__Object position labeling items__:
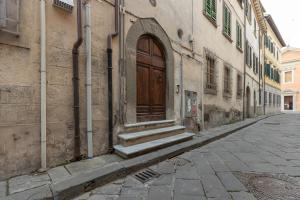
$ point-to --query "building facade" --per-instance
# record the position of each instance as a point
(84, 78)
(255, 28)
(273, 44)
(290, 82)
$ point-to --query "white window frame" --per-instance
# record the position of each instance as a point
(284, 80)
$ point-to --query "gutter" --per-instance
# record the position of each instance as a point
(43, 86)
(245, 50)
(75, 57)
(109, 75)
(88, 45)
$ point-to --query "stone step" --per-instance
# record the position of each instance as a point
(139, 149)
(128, 139)
(148, 125)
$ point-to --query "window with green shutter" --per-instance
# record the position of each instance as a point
(226, 21)
(210, 9)
(239, 37)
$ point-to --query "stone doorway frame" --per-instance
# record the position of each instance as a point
(147, 26)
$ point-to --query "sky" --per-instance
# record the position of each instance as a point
(286, 14)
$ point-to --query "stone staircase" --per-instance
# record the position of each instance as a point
(144, 137)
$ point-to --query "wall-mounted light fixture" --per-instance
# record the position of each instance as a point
(177, 89)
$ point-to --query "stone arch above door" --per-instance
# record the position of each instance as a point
(148, 26)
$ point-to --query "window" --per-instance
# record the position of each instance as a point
(254, 32)
(210, 10)
(227, 81)
(268, 70)
(9, 16)
(239, 37)
(249, 12)
(288, 77)
(248, 55)
(253, 62)
(239, 86)
(211, 86)
(240, 3)
(226, 21)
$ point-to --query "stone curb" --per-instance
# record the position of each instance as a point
(80, 183)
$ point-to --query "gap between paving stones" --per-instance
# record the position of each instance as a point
(84, 182)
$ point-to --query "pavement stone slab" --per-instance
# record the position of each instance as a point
(26, 182)
(230, 182)
(3, 188)
(36, 193)
(242, 196)
(58, 174)
(188, 187)
(214, 188)
(160, 192)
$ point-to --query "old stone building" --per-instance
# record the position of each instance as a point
(147, 71)
(255, 28)
(273, 45)
(290, 82)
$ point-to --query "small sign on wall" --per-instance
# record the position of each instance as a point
(190, 104)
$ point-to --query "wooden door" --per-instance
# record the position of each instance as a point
(151, 80)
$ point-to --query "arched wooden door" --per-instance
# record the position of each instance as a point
(248, 96)
(151, 80)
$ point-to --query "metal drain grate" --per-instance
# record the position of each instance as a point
(272, 123)
(146, 175)
(179, 161)
(268, 186)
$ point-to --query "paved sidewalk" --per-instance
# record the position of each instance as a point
(75, 178)
(259, 162)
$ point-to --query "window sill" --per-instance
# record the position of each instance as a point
(227, 37)
(240, 49)
(227, 95)
(210, 91)
(214, 23)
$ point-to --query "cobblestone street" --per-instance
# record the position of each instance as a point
(265, 157)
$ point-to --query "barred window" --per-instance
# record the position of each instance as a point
(210, 10)
(226, 21)
(239, 36)
(227, 80)
(9, 16)
(239, 86)
(211, 85)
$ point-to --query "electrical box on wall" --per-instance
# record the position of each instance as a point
(66, 5)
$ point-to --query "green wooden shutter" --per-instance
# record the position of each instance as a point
(229, 22)
(213, 10)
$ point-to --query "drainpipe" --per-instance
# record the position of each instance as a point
(245, 50)
(75, 55)
(264, 79)
(181, 89)
(202, 98)
(43, 86)
(88, 45)
(109, 76)
(259, 72)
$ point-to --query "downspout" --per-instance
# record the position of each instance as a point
(245, 50)
(202, 98)
(75, 55)
(259, 64)
(43, 86)
(181, 89)
(88, 44)
(109, 76)
(263, 74)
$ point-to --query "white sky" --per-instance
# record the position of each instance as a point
(286, 14)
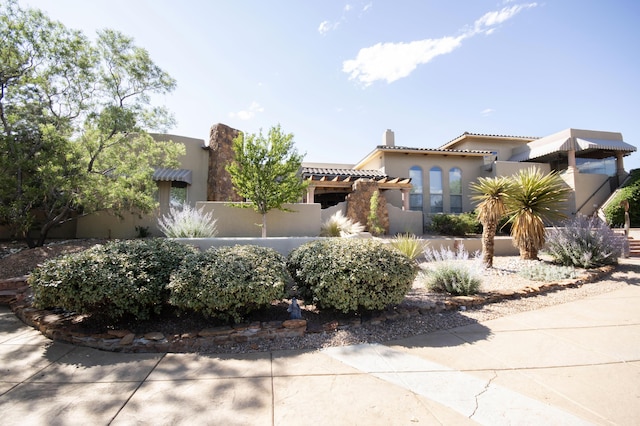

__PROBLEM REQUIREMENTS__: Report every line of the items above that contains the string "wall", treating uppercase and lowercase as different.

__RESULT BELOW__:
$ point-to --query "wall-mounted light fixture" --per-instance
$ point-to --query "small sign on wall" --per-instance
$ point-to --query "electrical box on wall" --per-instance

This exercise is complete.